#### Selected text:
▼
100 years ago the 19th amendment was ratified, giving women the civil right to vote. The year 1920 went down in history as a huge stepping stone for women’s equality and inspired American women to dream big and accomplish more. To commemorate this incredible feat, we want to honor a few of the women in accounting and finance who have come such a long way, and those who continue to fight for women’s rights and representation in the financial field.
Mary Harris Smith – First Female Chartered Accountant in the World
At the age of 16, Mary Harris Smith studied accounting and went on to work as a public accountant. In 1888 (32 years before the 19th amendment was even passed), she established her own practice. In that same year, she applied to join the Society of Incorporated Accountants and Auditors (ICAEW). Despite being rejected multiple times, the Society officially named her an Honorary Fellow in 1919 after the Sex Disqualification Act was passed, making it illegal for the ICAEW to bar women from membership. At the age of 72 she became the world’s first woman Chartered Accountant!
Mary T. Washington – First Black Female CPA in the U.S.
Mary T. Washington raised the bar for so many Black and female accountants during her time in the field. Despite the 19th amendment being passed, many women of color were unable to vote. This left for years of continued civil rights activism that we still see today. Mary T. Washington overcame this challenge and paved the way for a better and brighter future in accounting.
She became the 13th Black CPA in the U.S. and the first Black female CPA in 1943. Her career started as an assistant at Binga State Bank, the nation’s largest Black-owned banks at the time. She later earned a business degree from Northwestern University, and in 1968 she founded Washington, Pittman and McKeever, one of the largest Black-owned accounting firms in the nation!
▲
#### Data section:
▼
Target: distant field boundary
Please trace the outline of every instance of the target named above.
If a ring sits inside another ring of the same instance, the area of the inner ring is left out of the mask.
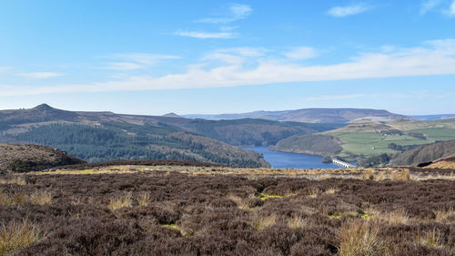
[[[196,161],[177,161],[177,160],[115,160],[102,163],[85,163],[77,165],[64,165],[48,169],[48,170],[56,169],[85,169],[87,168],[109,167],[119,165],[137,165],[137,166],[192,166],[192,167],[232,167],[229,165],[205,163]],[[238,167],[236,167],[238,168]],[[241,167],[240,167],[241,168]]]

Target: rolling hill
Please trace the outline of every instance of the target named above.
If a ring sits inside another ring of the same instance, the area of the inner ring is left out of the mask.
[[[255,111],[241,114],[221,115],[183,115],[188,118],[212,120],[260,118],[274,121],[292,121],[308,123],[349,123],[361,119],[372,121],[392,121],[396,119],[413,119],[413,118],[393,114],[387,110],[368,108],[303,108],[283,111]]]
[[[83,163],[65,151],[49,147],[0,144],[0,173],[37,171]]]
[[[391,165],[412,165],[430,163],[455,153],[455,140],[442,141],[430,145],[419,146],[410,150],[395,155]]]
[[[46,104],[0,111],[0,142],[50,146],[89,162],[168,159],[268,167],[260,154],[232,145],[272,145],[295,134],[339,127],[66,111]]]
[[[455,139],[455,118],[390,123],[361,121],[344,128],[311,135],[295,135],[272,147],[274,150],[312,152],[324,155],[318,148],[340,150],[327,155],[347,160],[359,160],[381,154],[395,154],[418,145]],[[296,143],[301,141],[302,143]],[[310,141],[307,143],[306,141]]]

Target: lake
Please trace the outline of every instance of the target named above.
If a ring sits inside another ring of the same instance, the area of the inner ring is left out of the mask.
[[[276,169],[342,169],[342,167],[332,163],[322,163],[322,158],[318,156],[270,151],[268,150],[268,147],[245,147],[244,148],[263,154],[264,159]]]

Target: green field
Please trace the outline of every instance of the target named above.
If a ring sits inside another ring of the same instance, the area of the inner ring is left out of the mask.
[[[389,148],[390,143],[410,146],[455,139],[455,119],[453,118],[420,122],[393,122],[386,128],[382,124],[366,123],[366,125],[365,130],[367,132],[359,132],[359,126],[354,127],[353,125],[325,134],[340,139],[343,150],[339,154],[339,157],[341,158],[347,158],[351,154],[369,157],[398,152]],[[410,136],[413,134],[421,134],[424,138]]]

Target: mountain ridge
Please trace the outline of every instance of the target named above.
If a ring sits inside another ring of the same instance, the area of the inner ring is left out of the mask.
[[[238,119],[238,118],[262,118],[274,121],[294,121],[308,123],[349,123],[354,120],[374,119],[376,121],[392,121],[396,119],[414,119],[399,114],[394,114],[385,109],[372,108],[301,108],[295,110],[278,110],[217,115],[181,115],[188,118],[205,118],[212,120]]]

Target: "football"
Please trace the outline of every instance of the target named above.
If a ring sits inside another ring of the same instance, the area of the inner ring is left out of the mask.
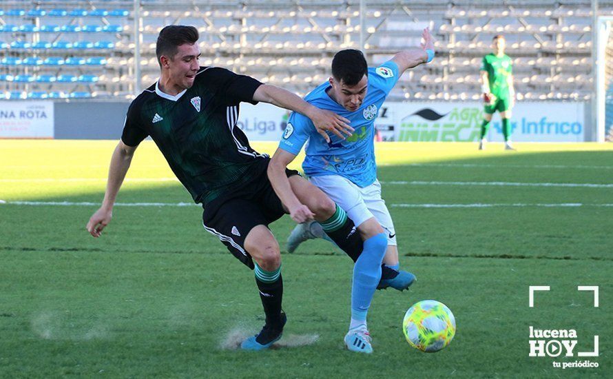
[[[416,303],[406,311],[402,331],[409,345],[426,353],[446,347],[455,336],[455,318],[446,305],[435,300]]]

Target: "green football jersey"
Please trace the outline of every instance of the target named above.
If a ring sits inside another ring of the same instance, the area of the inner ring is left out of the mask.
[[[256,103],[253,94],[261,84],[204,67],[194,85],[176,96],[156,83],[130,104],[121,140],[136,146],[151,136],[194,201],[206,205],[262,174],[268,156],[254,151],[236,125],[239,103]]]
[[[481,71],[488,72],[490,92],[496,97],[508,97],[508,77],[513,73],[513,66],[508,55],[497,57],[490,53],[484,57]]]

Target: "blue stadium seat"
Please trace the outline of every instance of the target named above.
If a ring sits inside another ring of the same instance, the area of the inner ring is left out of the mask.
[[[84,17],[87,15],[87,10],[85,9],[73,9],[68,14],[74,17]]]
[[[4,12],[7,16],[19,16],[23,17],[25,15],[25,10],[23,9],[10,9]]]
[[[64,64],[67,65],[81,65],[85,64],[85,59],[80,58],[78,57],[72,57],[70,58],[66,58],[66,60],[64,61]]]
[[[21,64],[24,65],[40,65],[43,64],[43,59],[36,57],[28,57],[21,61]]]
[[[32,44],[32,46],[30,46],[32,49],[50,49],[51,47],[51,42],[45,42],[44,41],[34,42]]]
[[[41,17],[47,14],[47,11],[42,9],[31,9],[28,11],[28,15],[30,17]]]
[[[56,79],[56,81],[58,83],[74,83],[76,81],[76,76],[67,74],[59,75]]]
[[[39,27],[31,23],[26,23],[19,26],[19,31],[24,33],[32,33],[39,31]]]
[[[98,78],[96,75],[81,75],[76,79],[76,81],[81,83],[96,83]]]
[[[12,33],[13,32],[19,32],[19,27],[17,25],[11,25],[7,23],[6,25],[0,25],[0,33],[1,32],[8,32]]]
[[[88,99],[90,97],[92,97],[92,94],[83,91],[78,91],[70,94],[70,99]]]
▲
#### Exercise requirements:
1. In the piece on women in accounting, what year did Mary Harris Smith establish her own practice?
2. Continue the piece on women in accounting from where it stops.

#### Task answers:
1. 1888

2.
Nina E. Olson, former United States Taxpayer Advocate
Nina E. Olson served as the National Taxpayer Advocate of the United States, an independent organization within the IRS, from March 2001 to July 2019. In her role she headed almost 2,100 employees and 79 offices across the country. She dedicated her career to assisting taxpayers in resolving their problems with the IRS and making administrative legislative recommendations to mitigate problems systemically.
During her time, Nina submitted 39 annual reports to Congress and testified before congressional committees over 60 times. Even before this role, Nina was committed to taxpayer wellness. She founded and directed The Community Tax Law Project, the first independent Low Income Taxpayer Clinic in the U.S.
Dorothy G. Willard – First Female President of NASBA
Dorothy G. Willard made history by becoming the first female President of the National Association of State Boards of Accountancy. Even in 1967, it was rare to see women in public accounting, and not only did Dorothy serve as President, but she also was a partner at Charles F. Rittenhouse & Company.
Even now, the fight for female representation in the financial field is ongoing. It is important that today and everyday we’re recognizing the challenges women in tax preparation and accounting have overcome and are still battling.